#### [What needs to be done]
Copy every one of the entries below word for word, leaving nothing out.

#### [Dataset records]

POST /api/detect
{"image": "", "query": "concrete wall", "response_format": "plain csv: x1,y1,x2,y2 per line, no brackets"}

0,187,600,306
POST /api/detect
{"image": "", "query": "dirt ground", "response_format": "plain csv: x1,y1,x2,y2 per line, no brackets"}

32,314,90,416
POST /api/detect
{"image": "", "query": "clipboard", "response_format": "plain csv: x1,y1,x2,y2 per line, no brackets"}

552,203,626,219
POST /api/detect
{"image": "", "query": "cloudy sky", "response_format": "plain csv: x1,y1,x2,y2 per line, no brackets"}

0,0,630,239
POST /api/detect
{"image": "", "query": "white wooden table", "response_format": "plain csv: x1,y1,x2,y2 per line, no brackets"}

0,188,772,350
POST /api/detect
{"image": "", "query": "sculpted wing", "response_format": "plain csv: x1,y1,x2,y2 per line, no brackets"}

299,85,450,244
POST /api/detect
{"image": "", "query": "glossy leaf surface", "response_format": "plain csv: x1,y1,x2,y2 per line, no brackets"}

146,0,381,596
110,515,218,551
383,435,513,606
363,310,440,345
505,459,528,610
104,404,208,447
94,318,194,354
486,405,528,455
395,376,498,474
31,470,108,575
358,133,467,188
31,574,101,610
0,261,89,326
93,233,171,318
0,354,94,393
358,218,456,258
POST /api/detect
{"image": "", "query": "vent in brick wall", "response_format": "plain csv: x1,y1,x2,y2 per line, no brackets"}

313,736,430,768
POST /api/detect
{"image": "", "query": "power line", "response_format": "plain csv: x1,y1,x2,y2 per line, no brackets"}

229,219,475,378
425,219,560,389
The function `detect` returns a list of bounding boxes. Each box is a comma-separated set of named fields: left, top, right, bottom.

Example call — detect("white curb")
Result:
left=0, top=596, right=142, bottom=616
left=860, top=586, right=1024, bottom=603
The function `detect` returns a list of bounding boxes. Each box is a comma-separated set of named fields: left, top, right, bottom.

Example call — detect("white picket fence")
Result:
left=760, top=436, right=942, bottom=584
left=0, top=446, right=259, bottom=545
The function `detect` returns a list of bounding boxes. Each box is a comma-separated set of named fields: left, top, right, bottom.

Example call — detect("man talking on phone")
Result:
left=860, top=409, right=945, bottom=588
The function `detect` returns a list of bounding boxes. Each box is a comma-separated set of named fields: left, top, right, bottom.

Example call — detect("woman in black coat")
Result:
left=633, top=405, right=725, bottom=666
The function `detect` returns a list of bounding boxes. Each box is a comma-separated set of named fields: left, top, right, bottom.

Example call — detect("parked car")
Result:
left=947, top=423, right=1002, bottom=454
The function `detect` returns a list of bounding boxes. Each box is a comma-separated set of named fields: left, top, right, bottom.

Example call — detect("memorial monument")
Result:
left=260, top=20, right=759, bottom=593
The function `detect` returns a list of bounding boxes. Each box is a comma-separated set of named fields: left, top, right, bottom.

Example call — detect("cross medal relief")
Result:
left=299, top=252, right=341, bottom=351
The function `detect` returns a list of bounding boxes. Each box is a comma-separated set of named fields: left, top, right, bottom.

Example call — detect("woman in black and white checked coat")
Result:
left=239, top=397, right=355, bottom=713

#### [Written solution]
POST /api/detect
{"image": "", "query": "concrete wall", "response_format": "plain csv: x1,y1,x2,y2 per line, no brackets"}

0,187,600,306
POST /api/detect
{"image": "", "query": "dirt ground", "response_format": "plain csv: x1,y1,x2,y2 per line, no brackets"}

32,314,90,416
POST /api/detect
{"image": "", "query": "clipboard", "response_format": "plain csv: x1,y1,x2,y2 per line, no brackets"}

552,203,626,219
POST /api/detect
{"image": "", "query": "cloudy sky", "response_format": "plain csv: x1,y1,x2,y2 per line, no brackets"}

0,0,630,239
POST /api/detect
{"image": "", "query": "white wooden table", "response_format": "plain csv: x1,y1,x2,y2 per line, no brackets"}

0,188,772,350
POST /api/detect
{"image": "", "query": "sculpted wing", "response_format": "plain csv: x1,y1,x2,y2 per line, no brackets"}

299,85,450,244
POST /api/detect
{"image": "", "query": "glossy leaf surface", "response_format": "plain csv: x1,y1,x2,y2 per line, no brackets"}

146,0,381,596
110,515,218,551
383,435,513,606
363,310,440,345
505,459,528,610
104,404,208,447
94,318,194,354
486,405,528,455
395,376,498,474
31,470,108,575
358,133,467,188
31,574,101,610
0,261,89,326
93,233,171,318
0,354,94,393
358,218,456,258
POST /api/detect
{"image": "", "query": "vent in brick wall", "response_format": "plain csv: x1,y1,x2,y2 per line, no brackets"}

313,736,430,768
POST /api/detect
{"image": "", "query": "power line", "response_format": "plain csv: x1,y1,x2,y2 per line, no brackets"}

229,219,475,378
425,219,560,389
The function `detect` returns a list of bounding boxes. Each box is a comma-separated set of named fields: left, top, right, bottom.

Example call — detect("white curb")
Result:
left=0, top=596, right=142, bottom=616
left=860, top=586, right=1024, bottom=603
The function `detect` returns a list of bounding boxes. Each box is a comma-separated set of named fields: left, top, right, bottom.

Example call — detect("white picket fence")
Result:
left=760, top=436, right=942, bottom=584
left=0, top=446, right=259, bottom=545
The function `detect` returns a list of bounding boxes. Each box is a comma-separated set of named fields: left, top, right, bottom.

Example call — detect("man talking on phone")
Result:
left=860, top=409, right=945, bottom=588
The function `detect` returns a list of bounding boxes. Each box is a comma-separated set of named fields: left, top, right, bottom.

Example call — detect("woman in black coat")
Result:
left=633, top=405, right=725, bottom=666
The function `detect` returns a list of bounding boxes. Each box is a comma-separated set of named fields: left, top, right, bottom.

Example call — detect("parked car")
Result:
left=947, top=423, right=1002, bottom=454
The function `detect` returns a list of bounding boxes. Each box is a comma-separated set of named fields: left, top, right, bottom.

Example call — detect("memorial monument")
Result:
left=260, top=20, right=759, bottom=593
The function `detect` returns a list of bounding boxes. Each box is a comma-separated set of named fields: left, top, right, bottom.

Example call — detect("cross medal relief")
Result:
left=299, top=252, right=341, bottom=351
The function `detect` returns a list of bounding boxes. Each box is a comma-separated set of named fields: left, top, right, bottom.

Example call — detect("woman in black and white checked coat")
Result:
left=239, top=397, right=355, bottom=713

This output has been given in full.